EXCERPT =>
Paperwork Reduction Act
This final rule does not contain new or amended information
collection requirements subject to the Paperwork Reduction Act of 1995
(44 U.S.C. 3501 et seq.). It does not involve collection of new or
additional information by the federal government.
Government Paperwork Elimination Act Compliance
We are committed to compliance with the Government Paperwork
Elimination Act, which requires Government agencies provide the public
with the option of submitting information or transacting business
electronically to the maximum extent possible.
List of Subjects in 9 CFR Part 201
Contracts, Poultry and poultry products, Trade practices.
0
For the reasons set forth in the preamble, we amend 9 CFR part 201 to
read as follows:
PART 201--REGULATIONS UNDER THE PACKERS AND STOCKYARDS ACT
0
1. The authority citation for part 201 continues to read as follows:
Authority: 7 U.S.C. 181-229c.
0
2. Amend Sec. 201.100 to redesignate paragraphs (a), (b), (c), (d),
and (e) as (c), (d), (e), (f) and (g); add new paragraphs (a), (b),
(c)(3), and (h); remove ``and'' at the end of newly designated
paragraph (c)(1), remove ``.'' at the end of newly designated paragraph
(c)(2)(v), add ``; and'' at the end of newly designated paragraph
(c)(2)(v), and revise the introductory text of newly designated
paragraph (c) to read as follows:
Sec. 201.100 Records to be furnished poultry growers and sellers.
(a) Poultry growing arrangement; timing of disclosure. As a live
poultry dealer who offers a poultry growing arrangement to a poultry
grower, you must provide the poultry grower with a true written copy of
the offered poultry growing arrangement on the date you provide the
poultry grower with poultry house specifications.
(b) Right to discuss the terms of poultry growing arrangement
offer. As a live poultry dealer, notwithstanding any confidentiality
provision in the poultry growing arrangement, you must allow poultry
growers to discuss the terms of a poultry growing arrangement offer
with:
(1) A Federal or State agency;
(2) The grower's financial advisor or lender;
(3) The grower's legal advisor;
(4) An accounting services representative hired by the grower;
(5) Other growers for the same live poultry dealer; or
(6) A member of the grower's immediate family or a business
associate. A business associate is a person not employed by the grower,
but with whom the grower has a valid business reason for consulting
with when entering into or operating under a poultry growing
arrangement.
(c) Contracts; contents. Each live poultry dealer that enters into
a poultry growing arrangement with a poultry grower shall furnish the
grower with a true written copy of the poultry growing arrangement,
which shall clearly specify:
* * * * *
(3) Whether a performance improvement plan exists for that grower,
and if so specify any performance improvement plan guidelines,
including the following:
(i) The factors considered when placing a poultry grower on a
performance improvement plan;
(ii) The guidance and support provided to a poultry grower while on
a performance improvement plan; and
(iii) The factors considered to determine if and when a poultry
grower is removed from the performance improvement plan and placed back
in good standing, or when the poultry growing arrangement will be
terminated.

AVAILABLE DATA =>
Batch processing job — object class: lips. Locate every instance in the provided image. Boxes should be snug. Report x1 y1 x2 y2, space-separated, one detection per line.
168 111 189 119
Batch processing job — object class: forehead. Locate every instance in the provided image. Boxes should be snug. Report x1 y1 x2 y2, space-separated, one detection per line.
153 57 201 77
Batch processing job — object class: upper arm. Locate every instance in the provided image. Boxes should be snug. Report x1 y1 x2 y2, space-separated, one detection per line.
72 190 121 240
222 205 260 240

==

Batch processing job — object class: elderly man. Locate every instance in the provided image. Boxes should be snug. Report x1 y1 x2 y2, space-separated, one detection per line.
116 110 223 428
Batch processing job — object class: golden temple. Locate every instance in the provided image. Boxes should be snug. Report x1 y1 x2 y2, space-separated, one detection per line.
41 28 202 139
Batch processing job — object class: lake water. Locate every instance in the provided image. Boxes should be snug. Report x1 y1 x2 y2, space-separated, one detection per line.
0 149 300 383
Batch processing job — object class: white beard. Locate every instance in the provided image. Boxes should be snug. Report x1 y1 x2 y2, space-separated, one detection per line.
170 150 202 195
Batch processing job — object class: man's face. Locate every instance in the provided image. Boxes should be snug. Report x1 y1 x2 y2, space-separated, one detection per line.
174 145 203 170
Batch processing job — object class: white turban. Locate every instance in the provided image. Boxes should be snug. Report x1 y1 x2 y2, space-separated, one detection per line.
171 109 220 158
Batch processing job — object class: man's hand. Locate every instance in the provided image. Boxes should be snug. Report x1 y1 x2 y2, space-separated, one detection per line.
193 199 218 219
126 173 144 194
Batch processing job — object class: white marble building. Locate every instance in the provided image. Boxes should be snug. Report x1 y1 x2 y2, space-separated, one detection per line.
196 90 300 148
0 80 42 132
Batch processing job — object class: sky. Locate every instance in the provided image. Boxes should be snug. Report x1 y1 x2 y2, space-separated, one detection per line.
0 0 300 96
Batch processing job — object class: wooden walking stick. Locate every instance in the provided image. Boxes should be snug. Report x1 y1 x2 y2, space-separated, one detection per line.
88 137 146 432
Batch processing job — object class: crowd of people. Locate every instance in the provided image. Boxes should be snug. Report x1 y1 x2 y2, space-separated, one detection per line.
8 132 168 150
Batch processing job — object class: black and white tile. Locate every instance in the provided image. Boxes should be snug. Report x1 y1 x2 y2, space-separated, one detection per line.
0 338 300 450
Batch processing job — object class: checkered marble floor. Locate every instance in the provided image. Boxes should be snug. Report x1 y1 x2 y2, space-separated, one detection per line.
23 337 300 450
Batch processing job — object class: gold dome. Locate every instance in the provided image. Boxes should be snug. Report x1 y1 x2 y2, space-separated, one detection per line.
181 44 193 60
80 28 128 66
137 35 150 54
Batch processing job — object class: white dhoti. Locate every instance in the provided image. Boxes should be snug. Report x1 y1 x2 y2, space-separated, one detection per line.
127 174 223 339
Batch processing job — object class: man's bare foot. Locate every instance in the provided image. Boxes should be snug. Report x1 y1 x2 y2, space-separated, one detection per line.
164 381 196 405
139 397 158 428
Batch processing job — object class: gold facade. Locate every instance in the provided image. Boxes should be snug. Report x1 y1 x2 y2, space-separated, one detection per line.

PROMPT 1 => Rewrite the paragraph of the poultry rule excerpt that begins "(b) Right to discuss the terms" as a brief list, keeping its main facts.
PROMPT 2 => According to the poultry rule excerpt, on what date must a live poultry dealer give a grower a true written copy of an offered poultry growing arrangement?
PROMPT 3 => Reproduce the part of the poultry rule excerpt that opens with the words containing "Government Paperwork Elimination" and closes with "maximum extent possible.".

EXERCISE ANSWER 1 =>
Despite any confidentiality provision in the arrangement, a live poultry dealer must let poultry growers discuss the terms of a poultry growing arrangement offer with:
- a Federal or State agency
- the grower's financial advisor or lender
- the grower's legal advisor
- an accounting services representative hired by the grower
- other growers for the same live poultry dealer
- a member of the grower's immediate family or a business associate (a person not employed by the grower whom the grower has a valid business reason to consult when entering into or operating under a poultry growing arrangement)

EXERCISE ANSWER 2 => On the date the dealer provides the poultry grower with poultry house specifications.

EXERCISE ANSWER 3 =>
Government Paperwork Elimination Act Compliance
We are committed to compliance with the Government Paperwork
Elimination Act, which requires Government agencies provide the public
with the option of submitting information or transacting business
electronically to the maximum extent possible.